* **Directive**: Present every line of the items below as a numbered list, omitting any blank lines.
· · · · ·
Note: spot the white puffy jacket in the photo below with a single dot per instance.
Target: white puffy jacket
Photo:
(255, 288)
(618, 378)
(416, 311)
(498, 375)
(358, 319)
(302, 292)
· · · · ·
* **Finished exercise**:
1. Note: spot the white puffy jacket in the photo below with a single dot per instance.
2. Target: white puffy jacket
3. Photo:
4. (255, 288)
5. (618, 378)
6. (416, 311)
7. (498, 375)
8. (358, 319)
9. (302, 292)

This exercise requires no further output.